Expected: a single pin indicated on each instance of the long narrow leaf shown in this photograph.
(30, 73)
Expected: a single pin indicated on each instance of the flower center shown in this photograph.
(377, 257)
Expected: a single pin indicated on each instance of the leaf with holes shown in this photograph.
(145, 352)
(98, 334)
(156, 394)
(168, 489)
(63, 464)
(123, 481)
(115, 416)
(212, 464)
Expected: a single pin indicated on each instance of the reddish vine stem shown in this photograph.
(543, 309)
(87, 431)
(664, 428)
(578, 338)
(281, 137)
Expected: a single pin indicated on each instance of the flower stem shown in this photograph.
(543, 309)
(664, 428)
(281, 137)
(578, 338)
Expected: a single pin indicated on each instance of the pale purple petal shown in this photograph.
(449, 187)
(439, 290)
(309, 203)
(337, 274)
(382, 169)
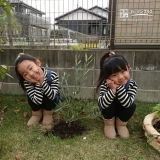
========================
> What needs to be done: Reproduce the items starting with the line containing "center shown in this photograph." and continuing through the end of the items, keeping the requests unchanged and scaling every coordinate in the answers by 0.6, with each result rounded to the nearest whole number and halves rounded up. Omit the pictures from your response.

> Answer:
Expected: a single pin indicated on each instance of the flower center shown in this photograph.
(226, 154)
Expected: a single pin indicated on each instance of the leaf with holes shown in this photograph.
(87, 211)
(59, 200)
(94, 236)
(101, 293)
(38, 278)
(74, 289)
(69, 250)
(127, 278)
Expected: a single pin indicated on each instance of the reddish vine stem shown in this photograph.
(326, 185)
(52, 259)
(398, 257)
(347, 203)
(169, 82)
Expected: a single pin indicated on each instance of the flower stem shown in this photograph.
(326, 185)
(398, 257)
(169, 82)
(347, 203)
Expected: a single pin indicated on each instance of the pale purple petal shown in this photograph.
(269, 112)
(263, 174)
(185, 122)
(202, 164)
(229, 101)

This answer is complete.